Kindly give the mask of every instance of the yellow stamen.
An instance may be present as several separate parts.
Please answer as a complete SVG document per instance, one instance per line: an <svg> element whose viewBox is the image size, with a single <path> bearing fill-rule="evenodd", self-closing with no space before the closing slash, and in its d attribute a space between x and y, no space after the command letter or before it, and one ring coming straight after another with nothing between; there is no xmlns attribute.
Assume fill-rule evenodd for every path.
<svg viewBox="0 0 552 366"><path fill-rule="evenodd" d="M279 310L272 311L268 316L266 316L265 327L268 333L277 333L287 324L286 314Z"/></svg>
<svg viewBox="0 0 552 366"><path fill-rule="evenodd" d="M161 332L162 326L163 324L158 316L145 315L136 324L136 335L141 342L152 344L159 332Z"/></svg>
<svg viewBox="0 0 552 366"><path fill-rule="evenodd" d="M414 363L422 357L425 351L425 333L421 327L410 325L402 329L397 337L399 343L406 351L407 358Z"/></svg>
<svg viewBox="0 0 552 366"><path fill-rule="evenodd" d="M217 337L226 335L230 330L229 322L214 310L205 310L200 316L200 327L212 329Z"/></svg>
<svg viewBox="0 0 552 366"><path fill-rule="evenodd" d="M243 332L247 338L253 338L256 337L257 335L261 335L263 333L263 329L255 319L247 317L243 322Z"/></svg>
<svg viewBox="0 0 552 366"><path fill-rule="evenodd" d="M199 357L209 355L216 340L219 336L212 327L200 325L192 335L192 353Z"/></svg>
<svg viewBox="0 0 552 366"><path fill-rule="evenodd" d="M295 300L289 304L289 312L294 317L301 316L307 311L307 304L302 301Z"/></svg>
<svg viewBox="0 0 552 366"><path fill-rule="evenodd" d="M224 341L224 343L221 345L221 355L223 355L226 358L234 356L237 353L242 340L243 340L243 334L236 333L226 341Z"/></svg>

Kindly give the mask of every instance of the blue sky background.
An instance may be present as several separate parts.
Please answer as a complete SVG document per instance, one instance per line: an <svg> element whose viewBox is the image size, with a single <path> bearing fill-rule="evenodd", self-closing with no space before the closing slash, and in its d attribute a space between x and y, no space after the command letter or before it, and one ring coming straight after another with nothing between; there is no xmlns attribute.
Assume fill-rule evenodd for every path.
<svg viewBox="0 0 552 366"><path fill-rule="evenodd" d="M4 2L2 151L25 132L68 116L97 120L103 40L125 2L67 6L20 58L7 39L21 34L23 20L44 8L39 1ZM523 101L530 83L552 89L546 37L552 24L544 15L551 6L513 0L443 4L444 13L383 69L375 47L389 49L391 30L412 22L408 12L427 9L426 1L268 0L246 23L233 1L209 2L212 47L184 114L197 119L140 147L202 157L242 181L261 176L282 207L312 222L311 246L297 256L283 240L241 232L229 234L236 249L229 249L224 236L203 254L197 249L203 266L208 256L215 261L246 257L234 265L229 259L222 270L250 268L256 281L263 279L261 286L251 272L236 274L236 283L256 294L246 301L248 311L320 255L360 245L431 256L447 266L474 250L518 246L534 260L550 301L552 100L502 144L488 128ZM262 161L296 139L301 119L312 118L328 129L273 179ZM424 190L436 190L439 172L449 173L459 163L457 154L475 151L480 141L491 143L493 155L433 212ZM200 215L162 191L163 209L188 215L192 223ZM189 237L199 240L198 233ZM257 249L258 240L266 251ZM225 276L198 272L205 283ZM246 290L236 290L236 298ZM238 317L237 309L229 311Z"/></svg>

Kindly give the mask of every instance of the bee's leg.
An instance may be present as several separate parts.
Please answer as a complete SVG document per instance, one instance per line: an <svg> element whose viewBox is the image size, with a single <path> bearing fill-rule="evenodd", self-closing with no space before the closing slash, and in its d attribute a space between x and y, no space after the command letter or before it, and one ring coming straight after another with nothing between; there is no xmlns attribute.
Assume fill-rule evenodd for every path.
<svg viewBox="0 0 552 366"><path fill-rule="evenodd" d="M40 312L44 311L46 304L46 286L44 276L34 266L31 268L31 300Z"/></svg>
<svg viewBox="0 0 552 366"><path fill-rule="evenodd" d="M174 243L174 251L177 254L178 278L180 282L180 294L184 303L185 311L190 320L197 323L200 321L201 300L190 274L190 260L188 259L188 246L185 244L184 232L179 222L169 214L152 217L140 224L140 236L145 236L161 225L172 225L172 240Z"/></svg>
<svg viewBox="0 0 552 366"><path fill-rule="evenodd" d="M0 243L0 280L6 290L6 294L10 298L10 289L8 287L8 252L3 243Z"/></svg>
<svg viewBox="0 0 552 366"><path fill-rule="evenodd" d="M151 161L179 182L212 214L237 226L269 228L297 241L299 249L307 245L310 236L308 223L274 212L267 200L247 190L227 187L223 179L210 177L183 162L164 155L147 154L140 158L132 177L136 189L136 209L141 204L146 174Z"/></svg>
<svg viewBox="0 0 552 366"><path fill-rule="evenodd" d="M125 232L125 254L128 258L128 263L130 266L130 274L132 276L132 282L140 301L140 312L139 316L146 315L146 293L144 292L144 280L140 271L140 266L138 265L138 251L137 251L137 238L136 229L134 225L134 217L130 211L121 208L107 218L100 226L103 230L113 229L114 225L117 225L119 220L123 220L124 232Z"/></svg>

▶ **TASK BRIEF**: Copy the lines above word for word, starting with the line that contains "Kindly give the mask of every instance of the bee's" and continuing through the last line.

▶ **ANSWER TO THIS PROBLEM**:
Kindly give the mask of every instance of the bee's leg.
An instance may be present as several separate parts.
Please answer as a complete SVG document per instance, one instance per line: an <svg> element whose viewBox is the image size, with a single <path> bearing fill-rule="evenodd", self-closing with no space before the closing slash, and in its d attribute a space between x and y, no space after the command letter or before it, and one ring coming straight after another with nothing between; there is no xmlns attribute.
Assume fill-rule evenodd for every path.
<svg viewBox="0 0 552 366"><path fill-rule="evenodd" d="M40 312L44 311L46 304L46 286L44 276L34 266L31 268L31 300Z"/></svg>
<svg viewBox="0 0 552 366"><path fill-rule="evenodd" d="M174 243L174 251L177 254L178 278L180 282L180 294L184 303L185 311L190 320L197 323L200 321L201 300L190 274L190 260L188 259L188 246L185 244L184 232L179 222L169 214L152 217L140 224L140 236L145 236L161 225L172 225L172 240Z"/></svg>
<svg viewBox="0 0 552 366"><path fill-rule="evenodd" d="M0 243L0 280L6 290L6 294L10 298L10 289L8 287L8 252L3 243Z"/></svg>
<svg viewBox="0 0 552 366"><path fill-rule="evenodd" d="M151 161L179 182L212 214L237 226L269 228L297 241L299 249L307 245L310 236L308 223L274 212L267 200L247 190L227 187L223 179L210 177L183 162L164 155L147 154L140 158L132 177L136 189L136 209L141 204L146 174Z"/></svg>
<svg viewBox="0 0 552 366"><path fill-rule="evenodd" d="M125 232L125 254L128 258L128 263L130 266L130 274L132 276L132 282L140 301L140 312L139 316L146 315L146 293L144 292L144 280L140 271L140 266L138 265L138 251L137 251L137 238L136 229L134 225L134 217L130 211L121 208L107 218L100 226L103 230L113 229L114 225L117 225L119 220L123 220L124 232Z"/></svg>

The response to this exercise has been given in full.